= Work item =
You are to retype exactly the line with "any concrete step" and every line after it in the entries below.
---+---
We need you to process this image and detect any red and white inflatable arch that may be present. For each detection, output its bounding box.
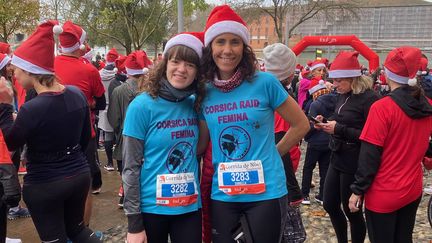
[292,35,379,72]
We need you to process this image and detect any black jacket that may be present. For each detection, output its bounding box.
[329,89,380,174]
[305,93,337,145]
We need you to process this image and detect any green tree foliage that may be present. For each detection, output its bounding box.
[0,0,40,42]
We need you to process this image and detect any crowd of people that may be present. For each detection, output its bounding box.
[0,4,431,243]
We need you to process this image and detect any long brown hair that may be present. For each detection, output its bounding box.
[201,42,258,82]
[141,45,205,111]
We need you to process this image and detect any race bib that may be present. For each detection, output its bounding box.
[218,160,266,196]
[156,173,198,207]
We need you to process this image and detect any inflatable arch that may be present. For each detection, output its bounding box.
[292,35,379,72]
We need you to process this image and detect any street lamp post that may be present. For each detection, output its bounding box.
[178,0,184,33]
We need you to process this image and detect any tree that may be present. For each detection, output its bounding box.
[51,0,208,54]
[230,0,359,43]
[0,0,40,42]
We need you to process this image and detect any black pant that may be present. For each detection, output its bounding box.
[275,132,303,203]
[22,173,101,243]
[323,164,366,243]
[211,196,287,243]
[366,196,421,243]
[0,185,6,243]
[301,143,330,199]
[141,210,202,243]
[85,137,102,190]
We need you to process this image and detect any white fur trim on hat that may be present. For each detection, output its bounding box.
[0,55,11,70]
[126,67,144,76]
[11,55,53,75]
[328,69,362,79]
[80,29,87,44]
[310,63,326,71]
[408,78,417,86]
[205,20,249,46]
[164,34,203,58]
[384,67,409,84]
[53,25,63,35]
[60,42,81,53]
[309,82,326,94]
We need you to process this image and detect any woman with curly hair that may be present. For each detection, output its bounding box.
[122,32,205,243]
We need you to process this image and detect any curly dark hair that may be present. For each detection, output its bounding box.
[141,45,205,112]
[201,42,258,82]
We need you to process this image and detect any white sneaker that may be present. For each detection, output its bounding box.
[302,196,311,205]
[424,186,432,195]
[6,238,22,243]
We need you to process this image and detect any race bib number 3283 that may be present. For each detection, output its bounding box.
[156,173,198,207]
[218,160,266,196]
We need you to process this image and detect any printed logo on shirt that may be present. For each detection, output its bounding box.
[218,126,251,160]
[166,141,194,173]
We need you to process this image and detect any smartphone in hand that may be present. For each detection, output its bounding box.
[308,115,327,124]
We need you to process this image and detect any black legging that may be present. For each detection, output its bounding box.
[323,164,366,243]
[0,185,6,243]
[85,137,102,190]
[141,210,202,243]
[22,173,101,243]
[211,196,287,243]
[275,132,303,203]
[366,196,421,243]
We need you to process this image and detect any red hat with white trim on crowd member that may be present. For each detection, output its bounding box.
[164,32,204,58]
[11,20,62,75]
[0,53,11,70]
[115,54,127,74]
[0,42,11,55]
[106,48,119,65]
[81,43,93,62]
[384,46,422,86]
[328,51,362,79]
[308,75,330,100]
[204,5,249,46]
[295,64,304,73]
[125,50,152,76]
[58,21,87,54]
[309,59,326,71]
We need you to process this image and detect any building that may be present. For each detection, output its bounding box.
[247,1,432,52]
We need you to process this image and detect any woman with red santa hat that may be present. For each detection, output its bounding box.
[0,20,102,243]
[349,46,432,243]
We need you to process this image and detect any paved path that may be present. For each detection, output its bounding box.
[6,149,432,242]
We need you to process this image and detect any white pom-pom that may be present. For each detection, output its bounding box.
[319,79,325,85]
[143,67,149,74]
[113,68,118,73]
[79,44,86,51]
[53,25,63,35]
[408,78,417,86]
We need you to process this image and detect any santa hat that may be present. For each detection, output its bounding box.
[115,55,127,74]
[308,76,327,94]
[204,5,249,46]
[295,64,304,72]
[309,59,326,71]
[106,48,119,64]
[11,20,62,75]
[59,21,87,53]
[328,51,362,79]
[263,43,296,81]
[0,53,11,70]
[82,44,93,61]
[164,32,204,58]
[384,46,422,86]
[0,42,11,54]
[125,50,151,76]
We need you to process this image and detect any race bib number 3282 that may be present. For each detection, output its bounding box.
[218,160,266,196]
[156,173,198,207]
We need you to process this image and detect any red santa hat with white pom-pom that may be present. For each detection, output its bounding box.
[308,76,327,94]
[11,20,62,74]
[58,21,87,53]
[163,32,204,58]
[384,46,422,87]
[125,50,152,76]
[328,51,362,79]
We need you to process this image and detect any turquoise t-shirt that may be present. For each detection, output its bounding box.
[201,71,289,202]
[123,93,201,215]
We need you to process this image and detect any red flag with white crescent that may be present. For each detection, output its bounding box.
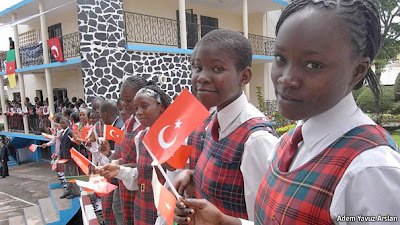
[47,37,66,62]
[104,125,124,144]
[143,89,210,165]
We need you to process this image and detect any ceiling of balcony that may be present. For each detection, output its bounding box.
[185,0,287,14]
[0,0,76,25]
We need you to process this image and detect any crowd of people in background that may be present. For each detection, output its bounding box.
[1,96,89,134]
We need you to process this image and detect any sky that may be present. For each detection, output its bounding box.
[0,0,23,51]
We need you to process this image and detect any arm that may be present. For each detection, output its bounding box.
[100,164,139,191]
[241,130,278,221]
[330,146,400,225]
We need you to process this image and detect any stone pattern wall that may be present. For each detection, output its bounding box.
[77,0,192,103]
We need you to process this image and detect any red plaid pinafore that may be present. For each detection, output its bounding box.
[134,130,165,225]
[254,125,399,225]
[117,118,144,225]
[187,113,214,170]
[194,117,276,219]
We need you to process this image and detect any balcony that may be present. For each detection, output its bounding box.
[124,11,275,56]
[0,32,81,70]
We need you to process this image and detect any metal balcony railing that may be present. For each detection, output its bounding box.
[123,11,275,56]
[61,32,80,59]
[124,11,179,47]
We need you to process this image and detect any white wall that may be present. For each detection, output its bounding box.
[7,68,84,102]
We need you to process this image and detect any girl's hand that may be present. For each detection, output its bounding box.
[98,140,111,157]
[100,164,120,179]
[174,198,228,225]
[173,169,194,196]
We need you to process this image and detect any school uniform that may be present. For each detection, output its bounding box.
[251,93,400,225]
[46,128,64,172]
[60,127,80,196]
[193,93,278,220]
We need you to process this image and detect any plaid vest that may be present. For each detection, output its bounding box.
[194,117,276,219]
[117,117,144,225]
[134,130,166,225]
[254,125,399,225]
[187,113,214,169]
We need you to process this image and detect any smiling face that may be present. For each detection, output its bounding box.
[134,93,164,128]
[272,8,368,121]
[79,109,89,125]
[191,44,250,111]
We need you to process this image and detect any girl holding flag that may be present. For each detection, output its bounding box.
[101,84,172,225]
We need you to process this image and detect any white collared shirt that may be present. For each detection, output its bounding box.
[241,93,400,225]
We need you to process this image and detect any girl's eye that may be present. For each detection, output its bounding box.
[194,65,202,72]
[305,62,323,70]
[274,55,286,63]
[142,104,147,109]
[213,66,224,72]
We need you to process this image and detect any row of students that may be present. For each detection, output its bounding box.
[172,1,400,225]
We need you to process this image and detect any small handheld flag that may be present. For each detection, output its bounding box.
[152,168,176,225]
[28,144,38,152]
[104,125,124,144]
[70,148,94,175]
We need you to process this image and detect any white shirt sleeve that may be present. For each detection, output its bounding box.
[331,146,400,225]
[46,138,56,147]
[241,130,278,221]
[115,166,139,191]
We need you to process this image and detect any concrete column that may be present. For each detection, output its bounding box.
[12,13,29,134]
[39,2,55,128]
[0,77,8,132]
[242,0,250,99]
[179,0,187,49]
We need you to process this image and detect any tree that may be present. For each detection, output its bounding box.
[395,73,400,101]
[374,0,400,82]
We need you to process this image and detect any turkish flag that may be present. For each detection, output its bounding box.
[47,37,66,62]
[29,144,38,152]
[165,145,193,169]
[104,125,124,144]
[143,89,210,165]
[82,125,94,141]
[152,168,176,225]
[72,176,117,196]
[49,112,55,121]
[6,61,15,75]
[51,158,68,171]
[70,148,91,175]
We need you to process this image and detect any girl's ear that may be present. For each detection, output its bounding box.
[350,57,370,87]
[159,103,165,113]
[239,67,252,87]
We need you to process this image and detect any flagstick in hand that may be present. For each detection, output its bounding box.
[143,142,181,200]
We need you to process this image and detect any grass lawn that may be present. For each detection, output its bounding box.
[390,130,400,146]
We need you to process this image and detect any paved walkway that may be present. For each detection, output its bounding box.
[0,161,59,224]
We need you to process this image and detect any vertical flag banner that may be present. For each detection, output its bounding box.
[7,74,17,88]
[70,148,91,175]
[143,89,210,165]
[6,49,16,88]
[47,37,66,62]
[104,125,124,144]
[152,168,176,225]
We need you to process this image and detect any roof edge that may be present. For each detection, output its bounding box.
[0,0,36,18]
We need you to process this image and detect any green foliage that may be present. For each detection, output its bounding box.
[390,102,400,114]
[352,86,367,101]
[275,124,296,137]
[394,74,400,101]
[380,113,400,124]
[356,86,395,114]
[389,129,400,146]
[256,85,267,114]
[374,0,400,81]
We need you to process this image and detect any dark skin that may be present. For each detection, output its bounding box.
[99,93,165,178]
[174,43,252,224]
[174,8,370,225]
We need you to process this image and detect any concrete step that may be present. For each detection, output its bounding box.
[50,188,71,211]
[8,215,24,225]
[38,198,59,224]
[23,205,45,225]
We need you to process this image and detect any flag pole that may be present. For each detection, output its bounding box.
---+---
= Finished exercise =
We need you to process this image and detect any concrete step that may be present. For each detection, output its bounding box.
[50,188,71,211]
[8,215,24,225]
[38,198,59,224]
[23,205,45,225]
We need you to process this image and detect any flag pole that may be present. For each detection, output its bounding box.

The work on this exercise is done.